▸ **ЗАДАНИЕ**: Приведите заново фрагмент воспоминаний об отце, который начинается со слов «Отец собрался на» и заканчивается словами «сбивал с ног.», заменив в нем «пурга» на «метель».

▸ **ТЕКСТ ДЛЯ ЧТЕНИЯ**:
"""

Помнится такой эпизод. Шел январь иди февраль 1951 года. Колхозы укрупнили, и парторганизацию основали за четыре километра от нашей деревни, в Игнатьевой.
Отец собрался на партийное собрание туда. Мать принялась его отговаривать, мол, и мороз на улице, и ноги у тебя худые (ноги у отца сильно болели, ходил, опираясь на клюшку), но отец не слушал ее. Ушел. Вскоре поднялась пурга. Ледяной ветер едва не сбивал с ног.
Наступила полночь. Темень, жуткие завывания вьюги. Отца нет и нет. Мать стала переживать, посылать меня встречать отца: ведь надо было идти через поле три километра, а там ни деревца. Легко заблудиться, сбиться с пути, увязнуть в снегу. Честно говоря, не хотелось и нос высовывать на улицу от теплой печки, но мать была настойчива, и я стал собираться, в это время хлопнула входная дверь, и отец, закуржавевший, с обледенелыми бровями, ввалился в дом. Мы бросились его раздевать, мыть стала растапливать железную печурку, чтобы согреть чай. Ворчала:
– Когда, старый, за ум возьмешься?
– Молчи, мать, – еле шевеля губами, сказал отец, – надо!
Вспоминается такой, очень характерный для отца эпизод. Год 1946-й. Колхоз «Трактор» на грани полного упадка. Трудно с тяглом, а надо приступать к весновспашке. Отец от зари до зари мотается по полям. Домой заглядывает, чтобы торопливо проглотить скудный завтрак, или не менее скудный обед, «забывая» иногда про ужин. Мыть пилит отца, ей жалко нас, малолеток, мы копаем лопатами огород в тринадцать соток. Норма полторы-две сотки на брата.

"""

▸ **ПЕРЕЧЕНЬ ЗАПИСЕЙ**:
"""

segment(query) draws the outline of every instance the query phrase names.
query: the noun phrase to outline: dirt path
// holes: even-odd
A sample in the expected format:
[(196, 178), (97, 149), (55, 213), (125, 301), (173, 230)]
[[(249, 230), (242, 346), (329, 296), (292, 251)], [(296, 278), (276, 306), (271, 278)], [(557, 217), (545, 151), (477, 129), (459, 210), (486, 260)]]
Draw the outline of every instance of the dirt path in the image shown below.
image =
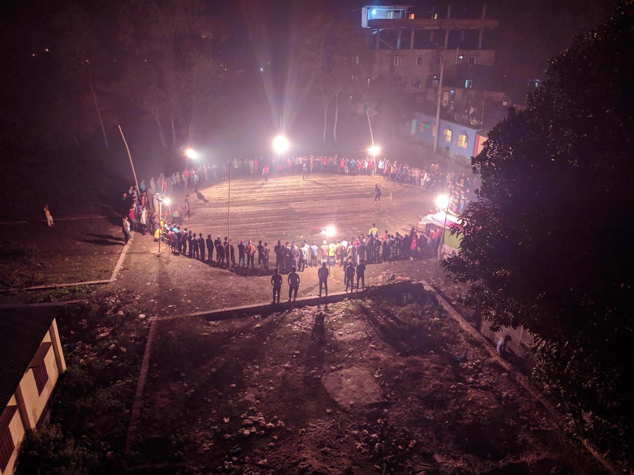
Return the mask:
[(398, 295), (161, 322), (140, 464), (204, 473), (593, 474), (477, 341)]

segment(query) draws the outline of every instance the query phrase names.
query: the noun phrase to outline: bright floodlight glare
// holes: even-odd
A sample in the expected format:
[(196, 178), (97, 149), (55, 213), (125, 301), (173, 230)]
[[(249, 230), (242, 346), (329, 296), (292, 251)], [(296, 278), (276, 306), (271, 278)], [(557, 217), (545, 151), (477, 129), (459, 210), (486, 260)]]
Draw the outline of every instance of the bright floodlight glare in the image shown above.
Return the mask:
[(276, 153), (283, 153), (288, 149), (290, 144), (284, 136), (278, 136), (273, 139), (273, 150)]
[(445, 209), (449, 206), (449, 196), (441, 194), (436, 199), (436, 206), (440, 209)]

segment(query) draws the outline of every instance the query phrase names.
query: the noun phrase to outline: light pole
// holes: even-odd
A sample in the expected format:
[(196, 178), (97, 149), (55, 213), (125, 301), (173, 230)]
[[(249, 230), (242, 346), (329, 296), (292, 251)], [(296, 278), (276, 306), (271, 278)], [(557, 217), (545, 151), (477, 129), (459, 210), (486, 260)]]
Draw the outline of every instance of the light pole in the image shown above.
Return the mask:
[(323, 229), (326, 233), (326, 248), (328, 250), (326, 259), (328, 260), (328, 275), (330, 275), (330, 236), (333, 236), (335, 232), (334, 226), (326, 226)]

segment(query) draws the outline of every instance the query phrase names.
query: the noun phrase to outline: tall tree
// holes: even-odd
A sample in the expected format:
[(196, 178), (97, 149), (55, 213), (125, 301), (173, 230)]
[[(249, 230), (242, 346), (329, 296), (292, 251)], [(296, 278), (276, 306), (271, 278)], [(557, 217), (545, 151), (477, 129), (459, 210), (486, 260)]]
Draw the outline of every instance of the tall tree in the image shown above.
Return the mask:
[(461, 250), (444, 262), (494, 327), (536, 336), (533, 376), (568, 428), (630, 463), (633, 25), (629, 0), (552, 60), (527, 108), (489, 133)]

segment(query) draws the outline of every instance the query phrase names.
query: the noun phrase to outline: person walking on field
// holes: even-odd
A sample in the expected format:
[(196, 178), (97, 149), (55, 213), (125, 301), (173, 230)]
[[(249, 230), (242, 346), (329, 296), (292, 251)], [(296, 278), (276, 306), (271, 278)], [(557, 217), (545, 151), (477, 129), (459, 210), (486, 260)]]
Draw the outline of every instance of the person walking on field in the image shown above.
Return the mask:
[(123, 231), (123, 237), (126, 239), (126, 244), (130, 241), (130, 222), (124, 217), (121, 218), (121, 231)]
[(378, 183), (374, 186), (374, 201), (375, 202), (381, 201), (381, 189), (378, 187)]
[[(281, 291), (281, 276), (280, 275), (277, 268), (273, 269), (273, 275), (271, 276), (271, 285), (273, 286), (273, 300), (271, 303), (280, 303), (280, 292)], [(277, 301), (275, 298), (277, 297)], [(290, 298), (288, 299), (290, 300)]]
[(344, 281), (346, 283), (346, 293), (347, 293), (348, 286), (350, 287), (350, 291), (354, 291), (354, 266), (353, 265), (352, 260), (348, 259), (347, 265), (346, 270), (344, 271)]
[(51, 216), (51, 210), (48, 208), (48, 205), (44, 205), (44, 214), (46, 217), (46, 224), (50, 227), (53, 225), (53, 217)]
[(290, 301), (290, 296), (294, 292), (295, 294), (293, 296), (293, 301), (294, 302), (297, 298), (297, 291), (299, 290), (299, 282), (301, 280), (299, 278), (299, 274), (297, 272), (297, 269), (294, 265), (290, 270), (290, 273), (287, 277), (287, 281), (288, 282), (288, 301)]
[(357, 266), (357, 292), (359, 291), (359, 279), (361, 279), (361, 284), (365, 290), (365, 264), (363, 260), (359, 260), (359, 265)]
[[(260, 241), (262, 242), (262, 241)], [(253, 245), (251, 240), (249, 240), (249, 243), (247, 244), (247, 268), (249, 269), (249, 263), (251, 263), (251, 269), (255, 270), (256, 267), (254, 265), (254, 261), (255, 260), (256, 256), (256, 246)], [(257, 265), (259, 267), (259, 263)]]
[(321, 267), (317, 271), (317, 276), (319, 277), (319, 296), (321, 296), (322, 286), (326, 290), (326, 296), (328, 296), (328, 277), (330, 275), (330, 271), (326, 267), (326, 263), (321, 264)]

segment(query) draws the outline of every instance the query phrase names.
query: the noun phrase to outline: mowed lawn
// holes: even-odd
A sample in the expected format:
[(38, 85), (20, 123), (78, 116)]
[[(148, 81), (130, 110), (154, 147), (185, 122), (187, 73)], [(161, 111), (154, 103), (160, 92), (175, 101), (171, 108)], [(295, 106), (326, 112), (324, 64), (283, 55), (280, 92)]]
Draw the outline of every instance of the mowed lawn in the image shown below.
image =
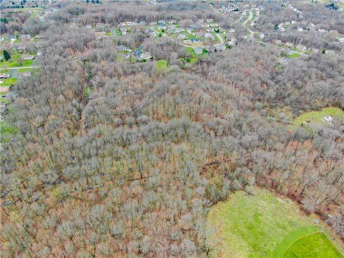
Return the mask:
[(344, 121), (344, 112), (340, 109), (331, 107), (325, 108), (321, 111), (311, 111), (304, 113), (294, 119), (293, 123), (296, 125), (305, 123), (324, 124), (321, 119), (324, 116), (329, 115), (338, 120)]
[(296, 241), (288, 249), (283, 257), (341, 258), (343, 256), (325, 236), (321, 233), (316, 233)]
[(167, 63), (164, 59), (157, 61), (157, 67), (159, 70), (164, 70), (168, 69)]
[(253, 187), (252, 192), (254, 196), (243, 191), (230, 194), (209, 211), (212, 257), (280, 258), (295, 240), (321, 225), (313, 223), (315, 215), (304, 215), (290, 200), (263, 189)]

"""

▸ **ОТВЕТ К ЗАДАНИЮ**:
Отец собрался на партийное собрание туда. Мать принялась его отговаривать, мол, и мороз на улице, и ноги у тебя худые (ноги у отца сильно болели, ходил, опираясь на клюшку), но отец не слушал ее. Ушел. Вскоре поднялась метель. Ледяной ветер едва не сбивал с ног.